保存済みの記録:
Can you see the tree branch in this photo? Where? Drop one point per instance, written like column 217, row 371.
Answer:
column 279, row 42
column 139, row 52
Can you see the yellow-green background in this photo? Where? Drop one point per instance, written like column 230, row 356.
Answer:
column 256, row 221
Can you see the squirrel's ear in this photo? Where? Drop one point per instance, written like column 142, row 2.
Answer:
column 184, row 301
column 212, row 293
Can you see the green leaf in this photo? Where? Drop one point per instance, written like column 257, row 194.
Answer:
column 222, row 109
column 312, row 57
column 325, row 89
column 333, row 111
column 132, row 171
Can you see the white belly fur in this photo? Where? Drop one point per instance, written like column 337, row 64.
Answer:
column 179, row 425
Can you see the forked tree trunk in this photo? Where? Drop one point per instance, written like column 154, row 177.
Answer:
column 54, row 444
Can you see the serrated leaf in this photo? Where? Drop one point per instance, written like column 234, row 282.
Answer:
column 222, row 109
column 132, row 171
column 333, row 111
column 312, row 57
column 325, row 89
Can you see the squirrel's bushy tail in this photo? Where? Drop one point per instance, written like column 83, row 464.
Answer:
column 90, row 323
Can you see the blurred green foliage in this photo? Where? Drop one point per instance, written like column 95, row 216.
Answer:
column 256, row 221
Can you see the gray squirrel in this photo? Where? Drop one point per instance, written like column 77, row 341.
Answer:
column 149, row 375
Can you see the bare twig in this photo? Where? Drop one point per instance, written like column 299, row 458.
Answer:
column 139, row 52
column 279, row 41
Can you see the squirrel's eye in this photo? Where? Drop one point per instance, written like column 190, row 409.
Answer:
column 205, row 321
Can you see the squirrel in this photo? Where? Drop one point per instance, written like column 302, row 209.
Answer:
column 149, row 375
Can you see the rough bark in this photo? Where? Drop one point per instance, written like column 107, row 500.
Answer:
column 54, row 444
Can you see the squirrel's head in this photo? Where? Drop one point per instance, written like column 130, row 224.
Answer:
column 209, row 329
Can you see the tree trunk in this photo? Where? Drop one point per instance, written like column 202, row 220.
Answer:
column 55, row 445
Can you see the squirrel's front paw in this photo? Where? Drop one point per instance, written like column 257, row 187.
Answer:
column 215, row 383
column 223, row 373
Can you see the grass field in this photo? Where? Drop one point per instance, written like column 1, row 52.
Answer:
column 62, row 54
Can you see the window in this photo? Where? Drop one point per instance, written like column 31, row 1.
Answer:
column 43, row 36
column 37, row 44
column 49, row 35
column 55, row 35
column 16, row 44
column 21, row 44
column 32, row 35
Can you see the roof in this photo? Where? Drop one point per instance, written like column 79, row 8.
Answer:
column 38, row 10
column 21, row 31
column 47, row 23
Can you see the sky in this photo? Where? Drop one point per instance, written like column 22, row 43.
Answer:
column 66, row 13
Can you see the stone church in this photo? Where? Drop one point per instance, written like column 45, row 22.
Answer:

## 課題内容
上の記録を、1行を1つの文字列とするJSONリストに整形してください。空行は除き、記録はすべて含めること。

## 実行結果
[
  "Can you see the tree branch in this photo? Where? Drop one point per instance, written like column 217, row 371.",
  "Answer:",
  "column 279, row 42",
  "column 139, row 52",
  "Can you see the yellow-green background in this photo? Where? Drop one point per instance, written like column 230, row 356.",
  "Answer:",
  "column 256, row 221",
  "Can you see the squirrel's ear in this photo? Where? Drop one point per instance, written like column 142, row 2.",
  "Answer:",
  "column 184, row 301",
  "column 212, row 293",
  "Can you see the green leaf in this photo? Where? Drop one point per instance, written like column 257, row 194.",
  "Answer:",
  "column 222, row 109",
  "column 312, row 57",
  "column 325, row 89",
  "column 333, row 111",
  "column 132, row 171",
  "Can you see the white belly fur in this photo? Where? Drop one point per instance, written like column 337, row 64.",
  "Answer:",
  "column 179, row 425",
  "Can you see the forked tree trunk in this photo? Where? Drop one point per instance, written like column 154, row 177.",
  "Answer:",
  "column 54, row 444",
  "Can you see the serrated leaf in this photo? Where? Drop one point per instance, written like column 234, row 282.",
  "Answer:",
  "column 222, row 109",
  "column 132, row 171",
  "column 333, row 111",
  "column 312, row 57",
  "column 325, row 89",
  "Can you see the squirrel's bushy tail in this photo? Where? Drop one point per instance, written like column 83, row 464.",
  "Answer:",
  "column 90, row 323",
  "Can you see the blurred green foliage in this photo? Where? Drop one point per instance, written like column 95, row 216.",
  "Answer:",
  "column 256, row 221",
  "Can you see the gray squirrel in this photo? Where? Drop one point per instance, written like column 77, row 341.",
  "Answer:",
  "column 149, row 375",
  "Can you see the bare twig in this photo? Where? Drop one point per instance, written like column 299, row 458.",
  "Answer:",
  "column 139, row 52",
  "column 279, row 41",
  "Can you see the squirrel's eye in this photo? Where? Drop one point per instance, written like column 190, row 409.",
  "Answer:",
  "column 205, row 321",
  "Can you see the squirrel in this photo? Where? Drop one point per instance, written like column 302, row 209.",
  "Answer:",
  "column 149, row 375",
  "Can you see the rough bark in this photo? Where? Drop one point per instance, written like column 107, row 500.",
  "Answer:",
  "column 54, row 444",
  "Can you see the squirrel's head in this photo? Where? Drop one point per instance, written like column 130, row 224.",
  "Answer:",
  "column 209, row 329",
  "Can you see the tree trunk in this photo? Where? Drop one point per instance, written like column 202, row 220.",
  "Answer:",
  "column 55, row 445",
  "Can you see the squirrel's front paw in this photo? Where? Drop one point per instance, written like column 257, row 187.",
  "Answer:",
  "column 215, row 383",
  "column 223, row 373",
  "Can you see the grass field in this photo? Where? Drop one point per instance, written like column 1, row 52.",
  "Answer:",
  "column 62, row 54",
  "Can you see the window in this photo? Where? Drop one point per instance, written like column 31, row 1.",
  "Answer:",
  "column 43, row 36",
  "column 37, row 44",
  "column 49, row 35",
  "column 55, row 35",
  "column 16, row 44",
  "column 21, row 44",
  "column 32, row 35",
  "Can you see the roof in this photo? Where? Drop one point per instance, written like column 79, row 8.",
  "Answer:",
  "column 38, row 10",
  "column 21, row 31",
  "column 47, row 23",
  "Can you see the sky in this photo? Where? Drop one point per instance, written like column 22, row 43.",
  "Answer:",
  "column 66, row 13",
  "Can you see the stone church in this photo? Where? Drop one point per instance, written like column 45, row 22.",
  "Answer:"
]